*** ESTRATTO DEL TESTO ***

È ricordato soprattutto per la difesa intransigente dell’ortodossia della dottrina cattolica, concretizzatasi nella condanna e lotta al modernismo teologico (con l’enciclica Pascendi Dominici Gregis del 1907), e per la redazione del Catechismo Maggiore detto comunemente, appunto, “di Pio X”.
Giuseppe Melchiorre Sarto nacque a Riese – comune che dal 1952 ha assunto la denominazione di Riese Pio X, in provincia di Treviso – secondo di dieci figli in una famiglia modesta. Suo padre Giovanni Battista (1792–1852) era, oltre che fattore, cursore dell’amministrazione asburgica (assimilabile alle odierne funzioni di messo comunale) e sua madre, Margherita Sanson (1813–1894), una modesta sarta di campagna. Egli si distinse da molti suoi predecessori e successori proprio per il fatto che il suo cursus honorum fu esclusivamente pastorale senza alcun impegno presso la curia o nell’attività diplomatica della Santa Sede.
Ricevette la tonsura nel 1850 ed entrò nel seminario di Padova, grazie a una borsa di studio ottenuta tramite il patriarca di Venezia Jacopo Monico, suo compaesano. Fu ordinato prete nel 1858 dal vescovo di Treviso, Giovanni Antonio Farina, e divenne cappellano della parrocchia di Tombolo. Nel 1867 fu promosso arciprete di Salzano e poi, nel 1875, canonico della cattedrale di Treviso e cancelliere vescovile, fungendo nel contempo da direttore spirituale nel seminario diocesano, esperienza della quale serberà sempre un ottimo ricordo.

*** MATERIALE RACCOLTO ***

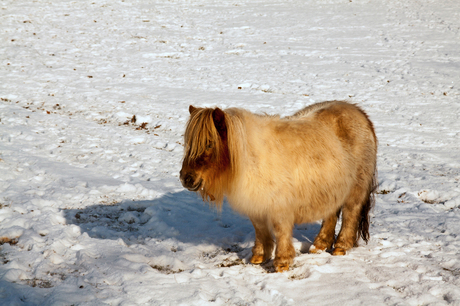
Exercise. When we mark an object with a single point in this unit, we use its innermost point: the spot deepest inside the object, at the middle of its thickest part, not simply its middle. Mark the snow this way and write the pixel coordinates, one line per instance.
(91, 208)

***

> [COMPITI DA SVOLGERE]:
1. Secondo il testo su Pio X, in quale anno Giuseppe Melchiorre Sarto fu ordinato prete?
2. Modifichi il passo del testo su Pio X che comincia con "Ricevette la tonsura" e termina con "un ottimo ricordo.", sostituendo "cappellano" con "curato".

> [RISPOSTE AI COMPITI]:
1. Nel 1858.

2.
Ricevette la tonsura nel 1850 ed entrò nel seminario di Padova, grazie a una borsa di studio ottenuta tramite il patriarca di Venezia Jacopo Monico, suo compaesano. Fu ordinato prete nel 1858 dal vescovo di Treviso, Giovanni Antonio Farina, e divenne curato della parrocchia di Tombolo. Nel 1867 fu promosso arciprete di Salzano e poi, nel 1875, canonico della cattedrale di Treviso e cancelliere vescovile, fungendo nel contempo da direttore spirituale nel seminario diocesano, esperienza della quale serberà sempre un ottimo ricordo.